• What is being asked: Reproduce the stretch of the listing from the line containing "the amber liquid?" through the line containing "(504, 225), (548, 330)", replacing "workspace" with "work area" and leaving everything else unchanged. Omit the pictures from your output.

• Records to use:

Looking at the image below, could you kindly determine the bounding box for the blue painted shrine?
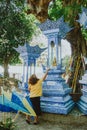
[77,8,87,115]
[39,17,74,114]
[14,43,47,93]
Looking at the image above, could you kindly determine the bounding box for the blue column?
[26,63,28,83]
[22,62,25,83]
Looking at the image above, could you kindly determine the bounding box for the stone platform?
[41,68,74,114]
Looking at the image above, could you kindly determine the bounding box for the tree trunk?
[67,24,87,93]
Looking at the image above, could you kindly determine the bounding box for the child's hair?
[29,74,39,85]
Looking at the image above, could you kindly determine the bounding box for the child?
[26,69,49,124]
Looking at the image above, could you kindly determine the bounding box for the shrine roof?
[38,16,73,39]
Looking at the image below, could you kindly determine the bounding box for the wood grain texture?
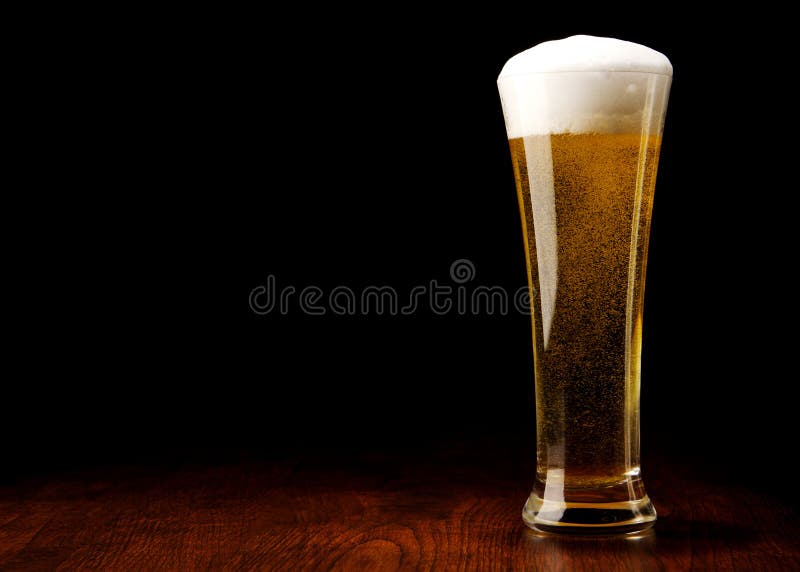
[0,450,800,571]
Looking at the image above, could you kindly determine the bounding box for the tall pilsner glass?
[498,36,672,533]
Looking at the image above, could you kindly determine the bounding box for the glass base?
[522,492,656,534]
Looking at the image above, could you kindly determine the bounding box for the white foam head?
[497,36,672,138]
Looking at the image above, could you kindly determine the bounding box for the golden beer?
[498,37,671,533]
[510,134,660,488]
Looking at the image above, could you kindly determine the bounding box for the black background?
[9,7,796,496]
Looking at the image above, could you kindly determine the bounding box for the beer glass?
[498,36,672,533]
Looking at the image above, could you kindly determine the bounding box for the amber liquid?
[510,134,661,501]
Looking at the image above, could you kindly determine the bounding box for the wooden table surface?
[0,447,800,571]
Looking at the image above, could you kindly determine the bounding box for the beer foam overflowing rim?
[497,36,672,138]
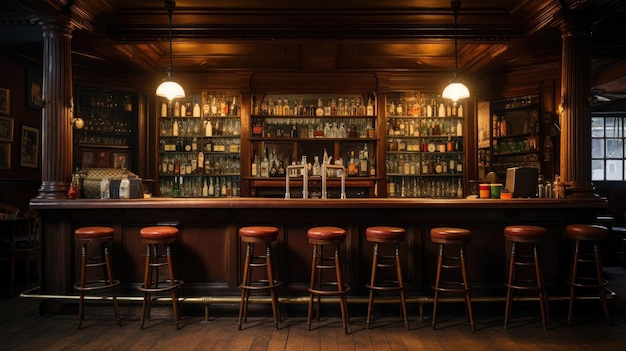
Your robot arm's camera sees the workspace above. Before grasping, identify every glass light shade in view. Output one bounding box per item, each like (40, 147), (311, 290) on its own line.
(157, 77), (185, 101)
(441, 78), (469, 102)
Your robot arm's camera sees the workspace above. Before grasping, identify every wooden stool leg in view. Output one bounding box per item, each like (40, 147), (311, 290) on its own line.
(104, 243), (122, 326)
(593, 240), (611, 324)
(432, 244), (443, 329)
(459, 244), (474, 331)
(306, 244), (318, 330)
(365, 243), (379, 329)
(504, 242), (515, 329)
(533, 244), (548, 330)
(394, 242), (409, 330)
(315, 245), (325, 321)
(78, 243), (87, 329)
(237, 243), (253, 330)
(265, 242), (280, 330)
(141, 244), (152, 330)
(567, 240), (580, 326)
(165, 244), (180, 329)
(335, 244), (350, 334)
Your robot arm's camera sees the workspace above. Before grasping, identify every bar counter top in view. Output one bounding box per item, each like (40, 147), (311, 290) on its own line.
(30, 197), (607, 210)
(30, 197), (607, 310)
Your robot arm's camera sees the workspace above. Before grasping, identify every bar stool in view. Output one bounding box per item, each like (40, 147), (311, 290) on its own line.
(74, 226), (122, 329)
(138, 225), (183, 329)
(306, 227), (350, 334)
(565, 224), (611, 325)
(237, 226), (281, 330)
(365, 226), (409, 330)
(430, 227), (474, 331)
(504, 225), (548, 330)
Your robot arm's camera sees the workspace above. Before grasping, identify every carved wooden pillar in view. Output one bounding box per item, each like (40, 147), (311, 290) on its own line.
(37, 18), (73, 199)
(560, 14), (594, 196)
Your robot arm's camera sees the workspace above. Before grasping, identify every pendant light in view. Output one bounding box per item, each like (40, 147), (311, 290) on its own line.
(441, 1), (470, 104)
(156, 0), (185, 102)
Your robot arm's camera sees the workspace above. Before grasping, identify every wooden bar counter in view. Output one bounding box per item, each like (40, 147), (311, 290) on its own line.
(30, 198), (607, 311)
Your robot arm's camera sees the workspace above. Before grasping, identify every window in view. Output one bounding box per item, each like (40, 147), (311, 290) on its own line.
(591, 113), (626, 181)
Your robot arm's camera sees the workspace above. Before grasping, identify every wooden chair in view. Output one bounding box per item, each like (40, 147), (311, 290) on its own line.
(0, 204), (40, 294)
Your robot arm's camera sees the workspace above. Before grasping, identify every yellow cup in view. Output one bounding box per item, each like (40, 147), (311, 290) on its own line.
(491, 184), (502, 199)
(479, 183), (491, 199)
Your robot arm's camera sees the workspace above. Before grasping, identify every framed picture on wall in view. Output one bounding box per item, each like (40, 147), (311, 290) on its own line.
(0, 143), (11, 169)
(26, 68), (43, 109)
(20, 125), (39, 168)
(0, 88), (11, 116)
(0, 117), (13, 142)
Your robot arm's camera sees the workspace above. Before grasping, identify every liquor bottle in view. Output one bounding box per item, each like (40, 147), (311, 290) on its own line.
(448, 157), (456, 174)
(192, 102), (200, 117)
(438, 102), (446, 117)
(278, 160), (285, 177)
(367, 98), (374, 116)
(289, 123), (298, 138)
(202, 179), (209, 197)
(348, 151), (359, 176)
(172, 177), (180, 197)
(270, 150), (278, 177)
(208, 178), (215, 197)
(120, 174), (130, 199)
(311, 155), (322, 177)
(250, 155), (259, 177)
(204, 119), (213, 136)
(359, 151), (370, 177)
(100, 177), (111, 199)
(370, 157), (376, 177)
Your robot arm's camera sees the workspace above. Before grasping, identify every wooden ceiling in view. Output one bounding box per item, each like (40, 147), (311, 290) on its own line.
(0, 0), (626, 89)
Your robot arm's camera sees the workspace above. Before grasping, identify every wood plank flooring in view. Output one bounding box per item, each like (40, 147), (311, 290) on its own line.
(0, 268), (626, 351)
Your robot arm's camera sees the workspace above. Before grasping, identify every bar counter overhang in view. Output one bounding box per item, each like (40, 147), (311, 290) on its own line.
(30, 197), (607, 312)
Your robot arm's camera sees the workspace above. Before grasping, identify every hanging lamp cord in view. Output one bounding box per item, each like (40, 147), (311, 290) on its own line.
(165, 0), (176, 77)
(450, 1), (461, 75)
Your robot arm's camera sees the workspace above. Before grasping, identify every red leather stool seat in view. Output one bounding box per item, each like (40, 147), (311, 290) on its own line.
(430, 227), (472, 244)
(239, 226), (278, 241)
(365, 226), (406, 241)
(307, 227), (346, 241)
(565, 224), (609, 240)
(504, 225), (548, 242)
(139, 225), (178, 240)
(74, 227), (115, 239)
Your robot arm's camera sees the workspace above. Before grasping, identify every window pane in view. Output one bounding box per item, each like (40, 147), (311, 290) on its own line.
(606, 160), (624, 180)
(604, 117), (622, 138)
(591, 160), (604, 180)
(591, 117), (604, 138)
(591, 139), (604, 158)
(606, 139), (624, 158)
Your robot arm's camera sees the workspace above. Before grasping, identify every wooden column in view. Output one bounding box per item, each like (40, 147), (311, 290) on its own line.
(560, 14), (595, 197)
(37, 18), (73, 199)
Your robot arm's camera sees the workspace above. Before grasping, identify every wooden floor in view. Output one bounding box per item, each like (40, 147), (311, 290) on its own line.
(0, 268), (626, 351)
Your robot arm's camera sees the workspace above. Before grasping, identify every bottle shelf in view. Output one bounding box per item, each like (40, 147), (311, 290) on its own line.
(385, 92), (466, 198)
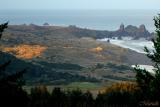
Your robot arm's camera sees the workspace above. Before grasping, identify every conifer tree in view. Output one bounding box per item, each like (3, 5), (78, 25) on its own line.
(135, 14), (160, 104)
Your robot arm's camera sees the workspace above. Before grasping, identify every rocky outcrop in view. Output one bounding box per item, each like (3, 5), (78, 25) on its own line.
(109, 24), (152, 39)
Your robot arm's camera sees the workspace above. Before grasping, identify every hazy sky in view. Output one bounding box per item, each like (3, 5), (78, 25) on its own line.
(0, 0), (160, 9)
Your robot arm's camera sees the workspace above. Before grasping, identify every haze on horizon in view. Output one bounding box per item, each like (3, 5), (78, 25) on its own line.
(0, 0), (160, 10)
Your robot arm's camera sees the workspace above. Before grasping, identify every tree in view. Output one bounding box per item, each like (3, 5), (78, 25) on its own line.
(135, 14), (160, 104)
(0, 22), (28, 107)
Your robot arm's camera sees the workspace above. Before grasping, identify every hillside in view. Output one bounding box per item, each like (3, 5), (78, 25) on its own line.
(0, 25), (150, 84)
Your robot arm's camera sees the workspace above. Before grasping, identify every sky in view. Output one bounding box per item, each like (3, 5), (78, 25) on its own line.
(0, 0), (160, 10)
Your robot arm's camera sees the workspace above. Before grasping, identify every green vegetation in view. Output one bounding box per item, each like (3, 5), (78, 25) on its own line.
(135, 15), (160, 104)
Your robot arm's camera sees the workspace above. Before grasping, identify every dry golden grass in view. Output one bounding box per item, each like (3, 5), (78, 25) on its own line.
(2, 44), (47, 59)
(91, 46), (103, 52)
(101, 82), (140, 93)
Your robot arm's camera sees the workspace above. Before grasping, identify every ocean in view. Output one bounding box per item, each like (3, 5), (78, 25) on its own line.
(0, 10), (159, 32)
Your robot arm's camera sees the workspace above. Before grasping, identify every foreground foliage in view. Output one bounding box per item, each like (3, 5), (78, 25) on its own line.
(135, 15), (160, 104)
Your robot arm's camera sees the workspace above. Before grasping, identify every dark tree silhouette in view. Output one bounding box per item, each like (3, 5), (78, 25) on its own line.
(135, 15), (160, 104)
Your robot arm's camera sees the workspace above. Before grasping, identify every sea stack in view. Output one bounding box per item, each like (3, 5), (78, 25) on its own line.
(139, 24), (146, 32)
(119, 23), (124, 31)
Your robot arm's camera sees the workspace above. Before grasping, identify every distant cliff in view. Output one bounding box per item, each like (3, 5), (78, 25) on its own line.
(69, 24), (154, 40)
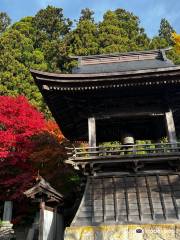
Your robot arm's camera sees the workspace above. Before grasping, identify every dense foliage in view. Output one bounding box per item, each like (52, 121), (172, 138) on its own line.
(0, 96), (45, 199)
(0, 96), (76, 200)
(0, 6), (180, 116)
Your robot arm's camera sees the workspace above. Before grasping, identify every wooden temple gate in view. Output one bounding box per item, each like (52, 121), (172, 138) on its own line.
(31, 50), (180, 240)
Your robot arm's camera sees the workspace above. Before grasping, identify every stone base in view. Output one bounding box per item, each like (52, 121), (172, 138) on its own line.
(64, 224), (180, 240)
(0, 222), (14, 240)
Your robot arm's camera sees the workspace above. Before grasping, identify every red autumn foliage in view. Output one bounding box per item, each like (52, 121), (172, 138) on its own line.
(45, 120), (65, 143)
(0, 96), (45, 200)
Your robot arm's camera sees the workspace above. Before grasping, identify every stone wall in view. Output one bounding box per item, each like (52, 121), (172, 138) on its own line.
(64, 224), (180, 240)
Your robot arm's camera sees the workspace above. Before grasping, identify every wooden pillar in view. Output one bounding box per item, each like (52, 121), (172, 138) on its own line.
(165, 110), (177, 143)
(38, 198), (45, 240)
(3, 201), (13, 222)
(88, 117), (96, 147)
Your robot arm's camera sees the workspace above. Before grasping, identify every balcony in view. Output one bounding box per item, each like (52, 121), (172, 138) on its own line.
(66, 142), (180, 173)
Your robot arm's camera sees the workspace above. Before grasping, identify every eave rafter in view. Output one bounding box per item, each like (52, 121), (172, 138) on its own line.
(31, 66), (180, 91)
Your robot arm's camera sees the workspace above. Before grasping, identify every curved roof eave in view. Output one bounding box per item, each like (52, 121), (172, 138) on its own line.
(30, 66), (180, 83)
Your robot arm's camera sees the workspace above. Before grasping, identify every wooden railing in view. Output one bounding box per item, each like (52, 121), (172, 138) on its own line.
(67, 142), (180, 162)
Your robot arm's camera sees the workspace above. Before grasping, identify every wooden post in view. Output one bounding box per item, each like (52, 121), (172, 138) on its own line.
(165, 110), (177, 144)
(88, 117), (96, 147)
(3, 201), (13, 222)
(38, 198), (45, 240)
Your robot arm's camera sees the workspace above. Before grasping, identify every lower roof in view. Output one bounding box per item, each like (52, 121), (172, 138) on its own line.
(71, 172), (180, 226)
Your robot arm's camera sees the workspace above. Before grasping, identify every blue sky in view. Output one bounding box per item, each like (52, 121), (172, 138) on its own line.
(0, 0), (180, 36)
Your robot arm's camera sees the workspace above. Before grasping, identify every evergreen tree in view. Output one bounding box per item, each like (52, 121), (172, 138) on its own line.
(159, 18), (175, 45)
(80, 8), (94, 22)
(98, 9), (149, 53)
(65, 9), (99, 55)
(0, 12), (11, 34)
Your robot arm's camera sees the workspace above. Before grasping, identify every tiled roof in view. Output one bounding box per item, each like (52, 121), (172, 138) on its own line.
(72, 173), (180, 226)
(73, 50), (174, 73)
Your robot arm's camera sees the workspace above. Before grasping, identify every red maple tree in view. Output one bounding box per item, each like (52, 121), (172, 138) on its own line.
(0, 96), (46, 200)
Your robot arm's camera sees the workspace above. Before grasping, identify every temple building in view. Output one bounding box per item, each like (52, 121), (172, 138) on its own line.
(31, 50), (180, 240)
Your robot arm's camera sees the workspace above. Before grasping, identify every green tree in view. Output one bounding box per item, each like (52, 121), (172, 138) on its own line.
(79, 8), (94, 22)
(149, 36), (169, 49)
(33, 6), (72, 41)
(98, 9), (149, 53)
(65, 8), (99, 55)
(159, 18), (175, 45)
(0, 12), (11, 34)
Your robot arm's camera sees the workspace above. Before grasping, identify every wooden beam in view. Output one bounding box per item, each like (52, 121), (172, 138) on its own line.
(88, 117), (96, 147)
(165, 110), (177, 143)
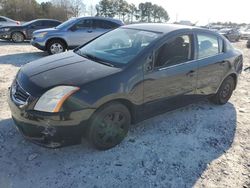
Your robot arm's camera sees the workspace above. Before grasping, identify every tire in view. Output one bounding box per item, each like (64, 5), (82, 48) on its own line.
(88, 102), (131, 150)
(11, 32), (25, 43)
(47, 40), (66, 55)
(210, 76), (236, 105)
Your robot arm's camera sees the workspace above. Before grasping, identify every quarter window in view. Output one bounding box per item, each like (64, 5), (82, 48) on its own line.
(197, 34), (222, 59)
(155, 35), (192, 67)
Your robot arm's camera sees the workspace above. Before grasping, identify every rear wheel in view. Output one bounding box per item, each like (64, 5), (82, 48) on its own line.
(47, 40), (66, 55)
(210, 76), (236, 105)
(88, 102), (131, 150)
(11, 32), (24, 43)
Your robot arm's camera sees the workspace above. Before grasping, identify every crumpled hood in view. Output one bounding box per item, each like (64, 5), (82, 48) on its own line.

• Complete output:
Looking at the image above, could you kindly determine the bounding box for the amber liquid?
[510,134,661,501]
Looking at the image above, could you kindly determine the bounding box for the wooden table surface?
[0,447,800,571]
Looking at the image above, could you kindly determine the bounding box for the beer foam overflowing rim?
[497,36,672,138]
Your robot arm's camera sees the work area above. Before grasping, identify every glass light shade in view. Output one bounding box per item, each like (40, 147), (311, 290) on its own line.
(157, 77), (185, 101)
(441, 78), (469, 102)
Your robot arm's camera sees the work area above. Before grasping, identify every wooden stool leg in view. Output one bounding box per item, each like (40, 147), (311, 290) on its own line.
(104, 243), (122, 326)
(593, 240), (611, 324)
(432, 244), (443, 329)
(459, 244), (474, 331)
(306, 244), (318, 330)
(365, 243), (379, 329)
(504, 242), (515, 329)
(533, 244), (548, 330)
(394, 242), (409, 330)
(315, 245), (325, 321)
(78, 243), (87, 329)
(237, 243), (253, 330)
(265, 242), (280, 330)
(141, 244), (152, 330)
(567, 240), (580, 326)
(165, 244), (180, 329)
(335, 244), (350, 334)
Your robot arm's camera sees the work area above. Before grasping, identify every bar counter top in view. Output one bounding box per item, each like (40, 147), (311, 290) on its own line.
(30, 197), (607, 210)
(30, 197), (607, 310)
Your robot arm's camera sees the work area above. Before grasping, identify every bar stool in view. Output one bounding box per item, each like (40, 147), (311, 290) on its own line.
(74, 226), (122, 329)
(138, 225), (183, 329)
(306, 227), (350, 334)
(565, 224), (611, 325)
(237, 226), (281, 330)
(365, 226), (409, 330)
(430, 227), (474, 331)
(504, 225), (548, 330)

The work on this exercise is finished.